#### Source excerpt:
● ● ●

FROM BARE KNUCKLES TO IDEALISM, BOBBY KENNEDY WAS NEVER DULL
Larry Tye’s gripping new biography lays bare the similarities between American society in the 1960s and today
Reading about the life and death of Robert F Kennedy, the reader can’t help but be reminded of the striking parallels between the US in the late 1960s and today — polarised politics, racial tensions and growing social anxiety and tumult. It’s also impossible not to think about the vast gulf between the idealistic hopes Kennedy inspired among his young followers and the fear and cynicism that have marked this year’s presidential campaign.
No one has captured Kennedy’s 1968 race with as much visceral immediacy as Thurston Clarke did in The Last Campaign (2008), but Larry Tye’s absorbing new biography, Bobby Kennedy: The Making of a Liberal Icon, does a compelling job of showing how a tough-guy counsel to the red-baiting, demagogic senator Joseph McCarthy in the 1950s became, in the next decade, “a liberal icon” beloved for his dedication to the poor and disenfranchised.
In light of the abundance of works on Kennedy (including Arthur Schlesinger Jr’s massive Robert Kennedy and His Times and Evan Thomas’s Robert Kennedy: His Life), there’s not a lot substantially new in this volume, but Tye — the author of a critically acclaimed biography of Satchel Paige — has a keen gift for narrative storytelling and an ability to depict his subject with almost novelistic emotional detail.

● ● ●

#### Problem:
Revise the passage of the book review from "No one has captured" up to and including "poor and disenfranchised." by putting "engrossing" in place of "absorbing".

● ● ●

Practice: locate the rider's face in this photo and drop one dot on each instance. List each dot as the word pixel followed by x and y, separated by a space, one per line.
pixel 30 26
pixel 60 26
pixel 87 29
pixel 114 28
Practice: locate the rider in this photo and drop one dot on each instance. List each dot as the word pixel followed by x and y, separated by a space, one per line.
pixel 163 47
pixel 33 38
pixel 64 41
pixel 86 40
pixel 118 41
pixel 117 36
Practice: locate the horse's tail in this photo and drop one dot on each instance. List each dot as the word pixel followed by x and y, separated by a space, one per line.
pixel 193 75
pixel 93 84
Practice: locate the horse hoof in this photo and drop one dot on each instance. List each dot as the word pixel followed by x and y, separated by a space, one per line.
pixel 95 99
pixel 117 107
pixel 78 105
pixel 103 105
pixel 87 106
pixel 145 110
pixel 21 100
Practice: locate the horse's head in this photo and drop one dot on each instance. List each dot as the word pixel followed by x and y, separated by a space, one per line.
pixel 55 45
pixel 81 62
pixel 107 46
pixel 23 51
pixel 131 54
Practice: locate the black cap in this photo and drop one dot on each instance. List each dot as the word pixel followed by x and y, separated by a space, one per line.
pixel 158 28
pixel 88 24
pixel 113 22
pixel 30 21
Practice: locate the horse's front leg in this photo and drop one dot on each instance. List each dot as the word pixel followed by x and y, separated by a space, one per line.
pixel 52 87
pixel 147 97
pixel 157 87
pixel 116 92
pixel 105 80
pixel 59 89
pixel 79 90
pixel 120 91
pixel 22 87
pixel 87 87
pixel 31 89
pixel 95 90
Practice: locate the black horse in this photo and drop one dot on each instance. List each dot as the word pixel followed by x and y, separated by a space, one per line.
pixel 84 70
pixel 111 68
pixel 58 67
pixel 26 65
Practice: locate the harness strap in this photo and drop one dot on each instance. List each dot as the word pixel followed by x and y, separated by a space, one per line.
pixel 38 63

● ● ●

#### Complete output:
No one has captured Kennedy’s 1968 race with as much visceral immediacy as Thurston Clarke did in The Last Campaign (2008), but Larry Tye’s engrossing new biography, Bobby Kennedy: The Making of a Liberal Icon, does a compelling job of showing how a tough-guy counsel to the red-baiting, demagogic senator Joseph McCarthy in the 1950s became, in the next decade, “a liberal icon” beloved for his dedication to the poor and disenfranchised.